INPUT MATERIAL.
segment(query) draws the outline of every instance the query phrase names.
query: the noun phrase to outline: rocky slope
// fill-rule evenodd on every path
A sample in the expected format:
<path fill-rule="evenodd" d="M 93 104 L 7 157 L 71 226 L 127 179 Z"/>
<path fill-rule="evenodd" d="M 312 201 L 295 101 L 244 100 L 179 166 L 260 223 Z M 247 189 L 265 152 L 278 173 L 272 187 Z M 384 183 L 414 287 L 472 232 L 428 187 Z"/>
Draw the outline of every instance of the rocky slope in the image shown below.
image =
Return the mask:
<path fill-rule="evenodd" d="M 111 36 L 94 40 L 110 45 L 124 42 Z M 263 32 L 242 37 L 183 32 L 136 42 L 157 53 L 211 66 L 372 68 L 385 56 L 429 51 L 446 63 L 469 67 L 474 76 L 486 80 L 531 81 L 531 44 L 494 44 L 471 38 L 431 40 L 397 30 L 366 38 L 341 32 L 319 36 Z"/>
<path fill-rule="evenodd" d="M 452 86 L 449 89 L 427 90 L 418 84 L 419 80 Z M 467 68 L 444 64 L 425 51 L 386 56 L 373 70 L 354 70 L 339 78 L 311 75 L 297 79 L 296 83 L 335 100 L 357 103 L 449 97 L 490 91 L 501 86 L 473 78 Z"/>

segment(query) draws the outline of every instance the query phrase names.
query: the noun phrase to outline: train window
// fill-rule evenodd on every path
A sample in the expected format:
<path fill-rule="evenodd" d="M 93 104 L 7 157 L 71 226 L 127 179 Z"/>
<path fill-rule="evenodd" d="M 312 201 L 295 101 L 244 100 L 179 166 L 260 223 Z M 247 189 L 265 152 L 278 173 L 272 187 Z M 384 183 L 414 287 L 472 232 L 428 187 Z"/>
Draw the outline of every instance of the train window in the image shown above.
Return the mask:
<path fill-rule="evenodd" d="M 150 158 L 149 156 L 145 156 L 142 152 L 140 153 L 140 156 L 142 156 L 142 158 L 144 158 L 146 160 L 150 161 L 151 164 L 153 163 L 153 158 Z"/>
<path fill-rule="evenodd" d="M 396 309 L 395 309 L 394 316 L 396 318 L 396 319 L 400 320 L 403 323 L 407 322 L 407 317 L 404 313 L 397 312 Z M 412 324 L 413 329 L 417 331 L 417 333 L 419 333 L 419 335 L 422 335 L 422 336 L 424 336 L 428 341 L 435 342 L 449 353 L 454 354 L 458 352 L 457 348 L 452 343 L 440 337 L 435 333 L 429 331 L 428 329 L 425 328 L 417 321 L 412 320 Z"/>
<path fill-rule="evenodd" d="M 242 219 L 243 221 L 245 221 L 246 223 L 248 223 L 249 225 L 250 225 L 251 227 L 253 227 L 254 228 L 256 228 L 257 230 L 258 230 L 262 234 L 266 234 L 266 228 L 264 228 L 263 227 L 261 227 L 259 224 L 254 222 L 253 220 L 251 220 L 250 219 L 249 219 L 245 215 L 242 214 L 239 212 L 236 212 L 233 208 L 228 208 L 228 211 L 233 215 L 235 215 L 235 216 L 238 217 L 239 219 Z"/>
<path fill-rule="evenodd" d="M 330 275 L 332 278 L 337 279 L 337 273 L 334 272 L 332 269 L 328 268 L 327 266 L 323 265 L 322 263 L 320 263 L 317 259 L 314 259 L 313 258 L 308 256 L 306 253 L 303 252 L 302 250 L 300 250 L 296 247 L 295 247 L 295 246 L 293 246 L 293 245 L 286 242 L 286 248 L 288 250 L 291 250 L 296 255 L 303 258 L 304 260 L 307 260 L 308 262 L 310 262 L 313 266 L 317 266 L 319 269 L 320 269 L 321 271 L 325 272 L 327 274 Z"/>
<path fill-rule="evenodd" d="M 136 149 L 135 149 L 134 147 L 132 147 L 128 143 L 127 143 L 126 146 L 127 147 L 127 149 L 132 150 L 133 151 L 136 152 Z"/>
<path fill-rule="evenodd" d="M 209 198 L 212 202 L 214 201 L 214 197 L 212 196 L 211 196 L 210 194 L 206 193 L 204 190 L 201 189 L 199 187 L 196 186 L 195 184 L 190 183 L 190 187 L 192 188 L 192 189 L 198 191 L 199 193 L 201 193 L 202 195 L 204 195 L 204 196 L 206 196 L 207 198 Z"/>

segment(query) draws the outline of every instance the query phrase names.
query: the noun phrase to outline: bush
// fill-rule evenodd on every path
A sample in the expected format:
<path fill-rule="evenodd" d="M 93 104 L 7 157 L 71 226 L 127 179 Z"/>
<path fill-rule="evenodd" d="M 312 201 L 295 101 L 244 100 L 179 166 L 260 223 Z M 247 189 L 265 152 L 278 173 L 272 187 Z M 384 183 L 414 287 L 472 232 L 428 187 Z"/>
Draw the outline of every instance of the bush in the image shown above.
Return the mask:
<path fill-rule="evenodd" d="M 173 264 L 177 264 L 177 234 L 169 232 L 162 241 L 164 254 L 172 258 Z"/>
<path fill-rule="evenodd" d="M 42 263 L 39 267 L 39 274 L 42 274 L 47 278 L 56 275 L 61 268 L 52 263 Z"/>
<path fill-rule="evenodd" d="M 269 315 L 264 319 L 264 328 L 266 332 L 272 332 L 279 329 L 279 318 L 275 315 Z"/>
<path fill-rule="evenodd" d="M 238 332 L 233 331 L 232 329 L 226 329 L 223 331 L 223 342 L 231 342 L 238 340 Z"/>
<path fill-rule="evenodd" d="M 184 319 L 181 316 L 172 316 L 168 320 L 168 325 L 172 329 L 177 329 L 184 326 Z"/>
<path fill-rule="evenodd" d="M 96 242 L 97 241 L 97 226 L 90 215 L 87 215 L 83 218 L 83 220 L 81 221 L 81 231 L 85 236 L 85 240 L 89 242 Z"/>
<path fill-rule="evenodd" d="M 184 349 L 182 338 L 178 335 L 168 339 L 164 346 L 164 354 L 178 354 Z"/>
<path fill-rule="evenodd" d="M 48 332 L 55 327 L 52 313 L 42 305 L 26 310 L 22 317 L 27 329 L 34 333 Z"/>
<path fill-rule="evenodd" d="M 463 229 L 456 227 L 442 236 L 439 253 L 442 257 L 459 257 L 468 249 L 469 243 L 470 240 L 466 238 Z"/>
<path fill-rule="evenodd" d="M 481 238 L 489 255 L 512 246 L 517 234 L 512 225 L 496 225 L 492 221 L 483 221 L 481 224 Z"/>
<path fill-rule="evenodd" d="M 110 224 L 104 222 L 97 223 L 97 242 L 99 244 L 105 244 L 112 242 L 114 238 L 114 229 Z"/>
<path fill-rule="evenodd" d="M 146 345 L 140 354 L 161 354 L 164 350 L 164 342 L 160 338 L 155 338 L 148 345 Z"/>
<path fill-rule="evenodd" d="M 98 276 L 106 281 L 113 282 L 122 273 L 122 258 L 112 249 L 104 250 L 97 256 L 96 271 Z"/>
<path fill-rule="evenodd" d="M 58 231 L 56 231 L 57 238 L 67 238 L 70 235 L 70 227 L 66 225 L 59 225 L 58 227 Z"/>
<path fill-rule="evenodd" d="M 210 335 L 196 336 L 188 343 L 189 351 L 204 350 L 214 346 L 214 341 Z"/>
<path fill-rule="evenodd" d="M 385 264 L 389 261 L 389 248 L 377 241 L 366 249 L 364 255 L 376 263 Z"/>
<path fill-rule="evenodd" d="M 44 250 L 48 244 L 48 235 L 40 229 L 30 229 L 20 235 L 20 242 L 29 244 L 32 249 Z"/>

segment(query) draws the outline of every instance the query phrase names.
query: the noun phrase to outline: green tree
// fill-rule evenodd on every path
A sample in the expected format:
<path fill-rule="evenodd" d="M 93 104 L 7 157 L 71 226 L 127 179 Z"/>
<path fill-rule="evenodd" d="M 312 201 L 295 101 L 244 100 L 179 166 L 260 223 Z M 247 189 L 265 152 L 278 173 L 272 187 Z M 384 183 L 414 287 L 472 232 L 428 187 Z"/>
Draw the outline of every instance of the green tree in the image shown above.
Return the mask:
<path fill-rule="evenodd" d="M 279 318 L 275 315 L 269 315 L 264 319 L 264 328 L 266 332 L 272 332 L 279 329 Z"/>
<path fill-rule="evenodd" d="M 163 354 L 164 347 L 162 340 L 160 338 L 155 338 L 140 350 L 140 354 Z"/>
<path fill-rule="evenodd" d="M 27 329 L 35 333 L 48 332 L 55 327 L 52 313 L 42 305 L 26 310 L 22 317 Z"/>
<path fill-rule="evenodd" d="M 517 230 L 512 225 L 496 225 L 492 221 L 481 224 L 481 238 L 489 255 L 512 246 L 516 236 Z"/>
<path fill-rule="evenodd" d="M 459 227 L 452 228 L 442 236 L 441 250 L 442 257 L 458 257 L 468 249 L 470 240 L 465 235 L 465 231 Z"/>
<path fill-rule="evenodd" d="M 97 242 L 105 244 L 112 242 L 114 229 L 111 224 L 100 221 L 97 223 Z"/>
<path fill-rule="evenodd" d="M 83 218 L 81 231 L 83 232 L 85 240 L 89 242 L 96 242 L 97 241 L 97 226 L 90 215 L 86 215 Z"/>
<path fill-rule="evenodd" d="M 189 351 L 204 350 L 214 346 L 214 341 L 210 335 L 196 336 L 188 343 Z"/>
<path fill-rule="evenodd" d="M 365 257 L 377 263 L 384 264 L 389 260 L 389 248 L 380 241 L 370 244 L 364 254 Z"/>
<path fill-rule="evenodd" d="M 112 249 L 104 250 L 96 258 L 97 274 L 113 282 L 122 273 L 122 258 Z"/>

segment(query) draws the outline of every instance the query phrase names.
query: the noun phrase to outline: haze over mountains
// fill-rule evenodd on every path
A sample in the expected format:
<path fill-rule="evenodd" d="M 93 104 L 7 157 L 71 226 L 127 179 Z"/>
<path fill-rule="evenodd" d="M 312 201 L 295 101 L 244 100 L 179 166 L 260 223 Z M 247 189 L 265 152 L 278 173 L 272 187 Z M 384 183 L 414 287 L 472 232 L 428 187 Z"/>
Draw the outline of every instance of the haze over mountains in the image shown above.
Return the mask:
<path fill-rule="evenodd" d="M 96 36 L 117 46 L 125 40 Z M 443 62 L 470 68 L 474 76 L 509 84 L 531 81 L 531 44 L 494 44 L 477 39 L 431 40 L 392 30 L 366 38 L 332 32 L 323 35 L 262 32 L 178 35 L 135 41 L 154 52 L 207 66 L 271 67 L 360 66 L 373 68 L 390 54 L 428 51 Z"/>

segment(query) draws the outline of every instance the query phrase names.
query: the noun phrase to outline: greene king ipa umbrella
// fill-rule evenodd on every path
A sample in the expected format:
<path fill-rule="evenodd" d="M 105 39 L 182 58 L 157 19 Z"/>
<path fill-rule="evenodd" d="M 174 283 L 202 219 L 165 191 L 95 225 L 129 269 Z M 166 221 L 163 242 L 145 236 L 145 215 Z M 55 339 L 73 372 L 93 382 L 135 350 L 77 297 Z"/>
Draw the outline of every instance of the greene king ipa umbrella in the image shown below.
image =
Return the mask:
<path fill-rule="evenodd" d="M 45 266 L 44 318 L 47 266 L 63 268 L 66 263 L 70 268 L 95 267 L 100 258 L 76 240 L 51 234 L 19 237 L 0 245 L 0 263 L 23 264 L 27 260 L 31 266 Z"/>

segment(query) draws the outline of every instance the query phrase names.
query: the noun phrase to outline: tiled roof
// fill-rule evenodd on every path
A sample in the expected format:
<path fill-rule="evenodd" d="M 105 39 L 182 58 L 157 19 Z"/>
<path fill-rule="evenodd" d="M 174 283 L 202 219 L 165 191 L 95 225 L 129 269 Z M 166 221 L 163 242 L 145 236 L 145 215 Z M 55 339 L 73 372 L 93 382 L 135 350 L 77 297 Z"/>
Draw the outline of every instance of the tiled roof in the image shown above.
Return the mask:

EXERCISE DIRECTIONS. Extract everything from the first line of the items above down to the line containing "452 86 L 449", including both of those lines, and reproduce each line without any change.

TASK SOLUTION.
segment(query) draws the outline of every instance the query phrase names.
query: the noun phrase to outline: rocky slope
// fill-rule evenodd on every path
A sample in the expected format:
<path fill-rule="evenodd" d="M 93 104 L 7 157 L 71 226 L 127 179 Z"/>
<path fill-rule="evenodd" d="M 312 201 L 295 101 L 244 100 L 179 166 L 260 223 Z M 247 189 L 265 152 L 278 173 L 272 187 Z M 384 183 L 414 287 L 472 232 L 428 187 Z"/>
Draw the outline of every instance of the rocky slope in the image shown below.
image =
Return the mask:
<path fill-rule="evenodd" d="M 111 36 L 94 40 L 110 45 L 124 42 Z M 263 32 L 242 37 L 183 32 L 136 42 L 157 53 L 211 66 L 372 68 L 385 56 L 429 51 L 446 63 L 469 67 L 474 76 L 486 80 L 531 81 L 531 44 L 494 44 L 471 38 L 431 40 L 397 30 L 366 38 L 341 32 L 319 36 Z"/>
<path fill-rule="evenodd" d="M 452 86 L 449 89 L 427 90 L 418 84 L 419 80 Z M 467 68 L 444 64 L 425 51 L 386 56 L 373 70 L 354 70 L 339 78 L 311 75 L 297 79 L 296 83 L 335 100 L 357 103 L 449 97 L 490 91 L 501 86 L 473 78 Z"/>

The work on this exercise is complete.